■ **Daftar Tugas**
1 – Salin bagian teks tentang audiensi di Pengadilan Negeri Bandung, mulai dari "Dengan kondisi pengadilan" terus ke bawah sampai "menggelayut di kepala.".
2 – Perbarui catatan mulai dari baris yang memuat "Target: stone lintel" terus ke bawah sampai akhir catatan dengan mengganti "stone platform" menjadi "stone terrace", sedangkan selebihnya tetap sama. Tuliskan hanya baris-baris itu dan jangan sertakan gambarnya.

Salah satu dari juru bicara Pengadilan Negeri Bandung itu lalu menjawab pertanyaan tersebut. 

“Aanmaning ini hanya bersifat mengingatkan saja bahwa ada ketetapan hukum. Untuk mencapai proses eksekusi, banyak lagi proses yang dilalui. Tidak serta-merta kita melakukan eksekusi, kita juga harus melihat situasi lapangan apakah memungkinkan atau tidak eksekusi dilakukan.”

Tak puas dengan jawaban dari sang juru bicara, Angga kembali bertanya. 

“Lalu apakah pertimbangan penetapan eksekusi Aanmaning? Mengapa tidak mempertimbangkan aspek sosial di masyarakat? Padahal warga sedang menempuh pelaporan pidana di Polda Jabar?”

Lalu, warga lainnya yang biasa disapa teh Ayang menambahkan.

“Pihak PN seharusnya memahami kasus sengketa lahan ini dengan sudut pandang kemanusiaan dan sosial. Ada sekitar 2000 ribu jiwa yang terancam oleh penggusuran tanpa penggantian rugi.”

Meskipun para jubir PN Bandung berbicara secara bergiliran. Namun ketiganya sama mengulang kuliah hukum tentang norma hukum dan tata cara surat-menyurat, yang sebenarnya tidak dibutuhkan oleh warga.

“Ini urusan-urusan hukum yang dilakukan oleh hakim pendahulu. Kami hanya melaksanakan putusan yang sudah inkracht. Sama seperti robot kerjanya kami ini, pak. Terus selama ini kedua belah pihak (tergugat-penggugat) belum ketemu atau bermediasi.”

Di akhir sesi dialog, Angga kembali bertanya kepada tiga juru bicara itu. 

“Apa pertimbangan PN Bandung mengeluarkan putusan Aanmaning di awal tahun 2024? Padahal PK Mahkamah Agung, kalau tidak salah, sudah keluar di bulan Juni 2022. Itu sudah dua tahun lamanya.” 

“Ini pertanyaan menarik. Putusan PK (red: yang memenangkan tiga Muller Bersaudara dan PT Dago Inti Graha) harus dilaksanakan untuk menjaga wibawa Pengadilan Negeri Bandung. Agar PN Bandung dapat memastikan pihak pemohon (PT DIG) mendapat hak-hak. Apalagi sekarang ini hakim pengadilannya baru-baru pak.” 

Pernyataan terakhir itu cukup membuat warga dan tim kuasa hukum tak bisa banyak berkata-kata. Atas nama marwah dan martabat lembaga, pihak pengadilan justru memilih mengakomodir permintaan Muller dan PT DIG, meski pun warga telah berulangkali mengingatkan ihwal kejanggalan dari gugatan dua pihak ini.

Baca juga: Ancaman Penggusuran Dago Elos, Bandung: Mendapat Teguran Pengadilan, Warga Laporkan Pengusaha Tekstil Jo Budi Hartanto Ke Polisi 

Dengan kondisi pengadilan yang mengabaikan permintaan warga, sesi audiensi berakhir. Tak ada kepastian, tak ada keadilan. Pengadilan tetap emoh mengeluarkan keputusan non-exectuble atas lahan yang dihuni oleh warga. Perwakilan  keluar ruangan dengan bayang-bayang penggusuran yang masih menggelayut di kepala.

■ **Catatan yang Ditampilkan**
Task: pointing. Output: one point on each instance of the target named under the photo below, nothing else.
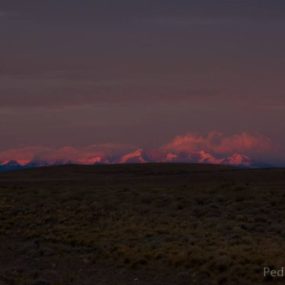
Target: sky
(133, 75)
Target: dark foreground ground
(142, 225)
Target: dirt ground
(153, 224)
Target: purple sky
(140, 72)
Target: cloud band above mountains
(214, 148)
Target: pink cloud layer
(213, 148)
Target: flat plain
(156, 224)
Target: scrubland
(141, 224)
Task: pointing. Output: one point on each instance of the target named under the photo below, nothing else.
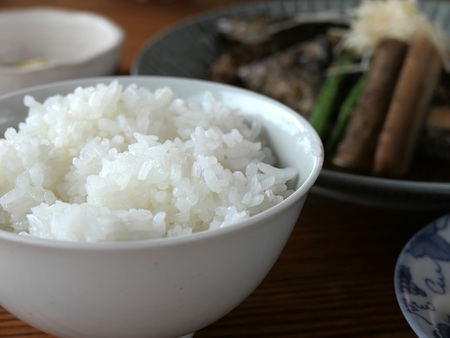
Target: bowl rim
(253, 221)
(116, 32)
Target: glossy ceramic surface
(422, 280)
(57, 45)
(189, 49)
(165, 287)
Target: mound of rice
(114, 163)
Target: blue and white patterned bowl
(422, 280)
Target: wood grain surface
(335, 275)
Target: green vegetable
(345, 113)
(328, 99)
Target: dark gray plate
(189, 49)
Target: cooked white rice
(114, 163)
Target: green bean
(328, 99)
(345, 113)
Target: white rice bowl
(120, 163)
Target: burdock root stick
(407, 111)
(357, 148)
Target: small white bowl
(41, 45)
(163, 287)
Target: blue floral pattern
(422, 277)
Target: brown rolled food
(357, 149)
(407, 112)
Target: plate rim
(433, 190)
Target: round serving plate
(422, 280)
(190, 48)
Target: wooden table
(335, 276)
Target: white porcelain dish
(45, 44)
(164, 287)
(422, 280)
(189, 49)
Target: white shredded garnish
(375, 20)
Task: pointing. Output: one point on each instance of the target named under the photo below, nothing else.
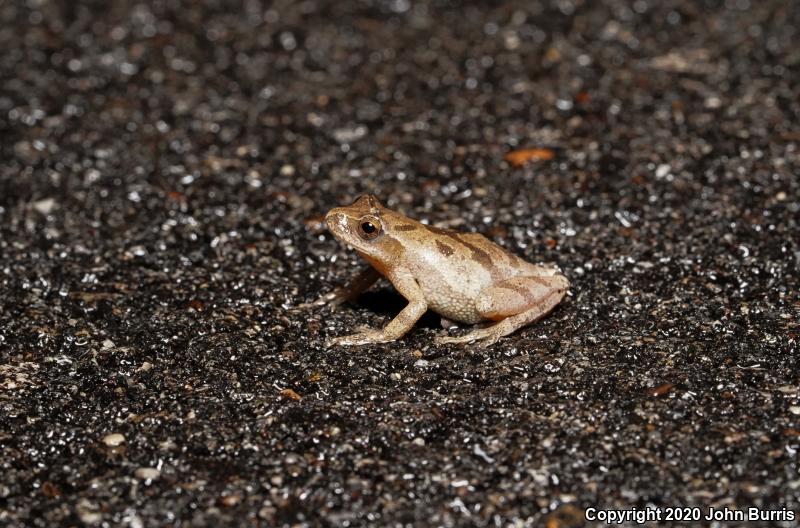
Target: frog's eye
(369, 227)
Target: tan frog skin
(461, 276)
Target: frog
(463, 277)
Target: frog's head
(366, 225)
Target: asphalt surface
(164, 169)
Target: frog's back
(453, 268)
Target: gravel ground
(164, 169)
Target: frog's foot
(364, 337)
(484, 336)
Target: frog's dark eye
(369, 228)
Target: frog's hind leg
(514, 303)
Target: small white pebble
(147, 473)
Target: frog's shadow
(388, 302)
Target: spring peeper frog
(461, 276)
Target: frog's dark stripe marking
(444, 249)
(478, 255)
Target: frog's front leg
(514, 303)
(350, 291)
(408, 287)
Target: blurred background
(164, 169)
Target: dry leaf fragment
(518, 158)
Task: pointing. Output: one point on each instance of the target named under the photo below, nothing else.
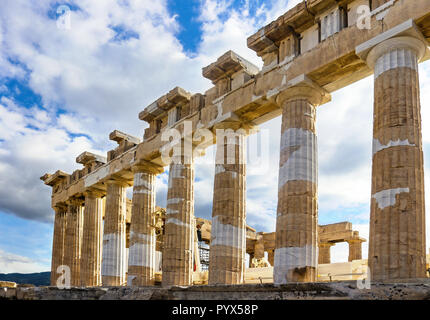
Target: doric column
(141, 257)
(177, 260)
(324, 256)
(297, 216)
(114, 262)
(58, 242)
(397, 217)
(271, 257)
(73, 240)
(354, 249)
(92, 240)
(228, 235)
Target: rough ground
(418, 290)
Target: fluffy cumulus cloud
(120, 55)
(12, 263)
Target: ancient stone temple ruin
(314, 49)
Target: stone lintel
(119, 137)
(53, 179)
(119, 181)
(405, 29)
(173, 98)
(298, 17)
(147, 166)
(87, 158)
(94, 192)
(226, 65)
(300, 87)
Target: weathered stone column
(114, 262)
(397, 218)
(92, 240)
(324, 256)
(141, 257)
(297, 215)
(58, 247)
(354, 249)
(73, 240)
(271, 257)
(228, 236)
(177, 261)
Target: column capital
(147, 167)
(359, 240)
(302, 87)
(60, 208)
(120, 182)
(326, 244)
(75, 201)
(94, 193)
(403, 36)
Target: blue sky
(63, 90)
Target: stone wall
(294, 291)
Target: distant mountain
(37, 279)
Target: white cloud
(11, 263)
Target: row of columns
(397, 236)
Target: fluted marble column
(58, 247)
(73, 240)
(92, 240)
(141, 257)
(297, 214)
(324, 255)
(397, 218)
(177, 261)
(114, 262)
(228, 235)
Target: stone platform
(346, 290)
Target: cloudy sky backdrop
(63, 91)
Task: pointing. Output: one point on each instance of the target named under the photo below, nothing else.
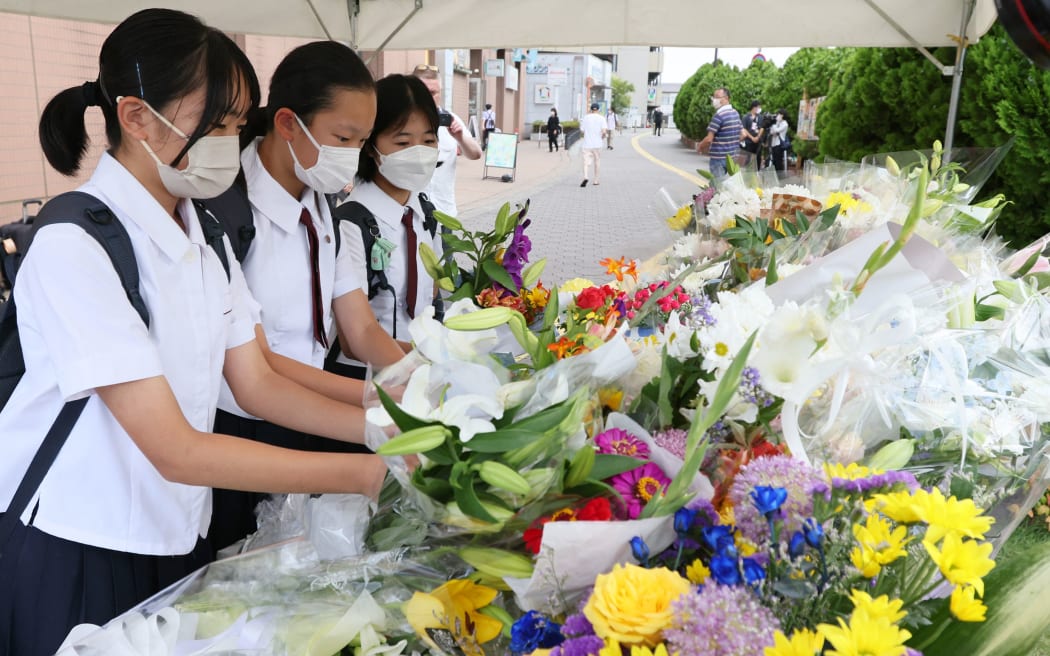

■ **Jawaban per Tugas**
1 –
Dengan kondisi pengadilan yang mengabaikan permintaan warga, sesi audiensi berakhir. Tak ada kepastian, tak ada keadilan. Pengadilan tetap emoh mengeluarkan keputusan non-exectuble atas lahan yang dihuni oleh warga. Perwakilan  keluar ruangan dengan bayang-bayang penggusuran yang masih menggelayut di kepala.

2 –
Target: stone lintel
(119, 137)
(53, 179)
(119, 181)
(405, 29)
(173, 98)
(298, 17)
(147, 166)
(87, 158)
(94, 192)
(226, 65)
(300, 87)
Target: weathered stone column
(114, 262)
(397, 218)
(92, 240)
(324, 256)
(141, 257)
(297, 215)
(58, 247)
(354, 249)
(73, 240)
(271, 257)
(228, 236)
(177, 261)
Target: column capital
(147, 167)
(359, 240)
(302, 87)
(60, 208)
(120, 182)
(326, 244)
(75, 201)
(94, 193)
(403, 36)
Target: blue sky
(63, 90)
Target: stone wall
(294, 291)
Target: distant mountain
(37, 279)
Target: white cloud
(11, 263)
Target: row of columns
(397, 236)
Target: fluted marble column
(58, 247)
(73, 240)
(92, 240)
(141, 257)
(297, 214)
(324, 255)
(397, 218)
(177, 261)
(114, 262)
(228, 235)
Target: stone terrace
(346, 290)
Target: cloudy sky backdrop
(63, 91)
Task: pointing. Output: one point on each instance of the target named under the photo below, nothing else.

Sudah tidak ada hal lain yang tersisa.